Only the pictures are to be dropped; the rest of the data below is to be duplicated exactly.

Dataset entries

·····

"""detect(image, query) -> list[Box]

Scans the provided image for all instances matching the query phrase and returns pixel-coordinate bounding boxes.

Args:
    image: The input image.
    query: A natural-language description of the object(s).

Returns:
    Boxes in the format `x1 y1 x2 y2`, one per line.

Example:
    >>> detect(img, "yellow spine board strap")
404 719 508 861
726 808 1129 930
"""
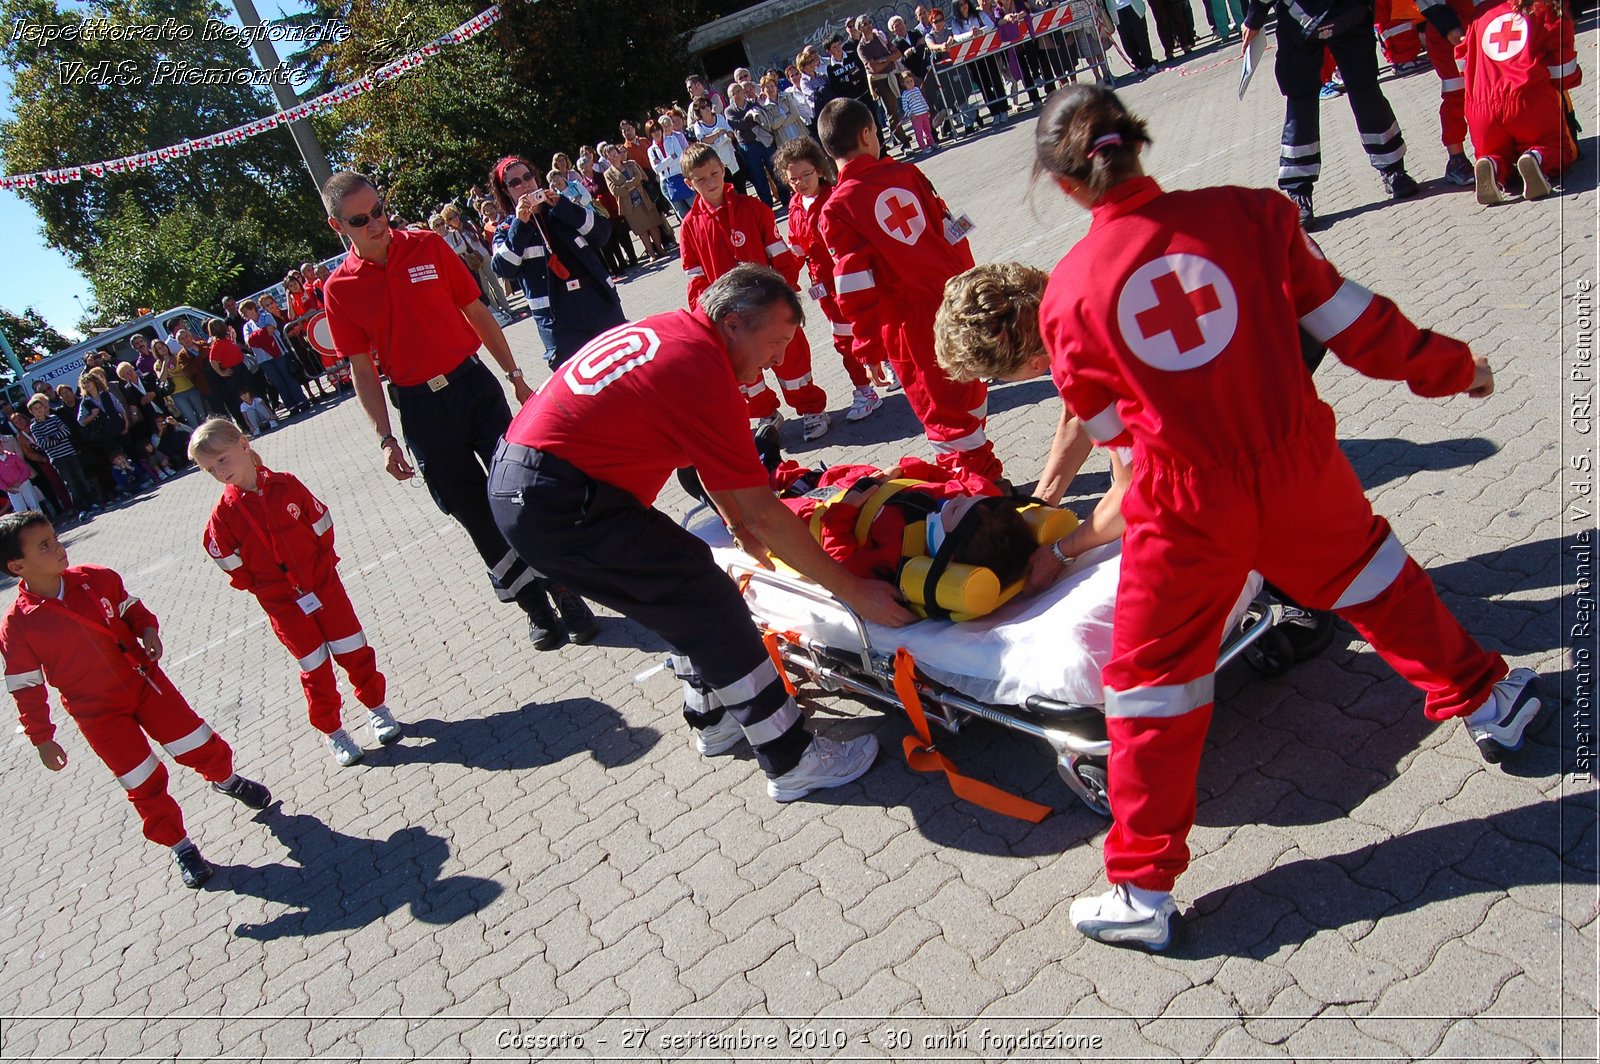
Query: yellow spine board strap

·····

SOLUTION TO THIS PROBLEM
"""detect(image, query) -> list[Box]

Scans the provided image for all instances matching the query phrase and returns pixel-coordinate bounding boxes.

Args:
    image: The input image.
    query: A natural-language description of the object(s).

Returns:
    Boxes in the format `x1 y1 x2 y2`, one per line.

Example:
    >>> detect(img, "yellow spine board strap")
404 719 508 861
726 808 1129 930
"""
Query: yellow spine board strap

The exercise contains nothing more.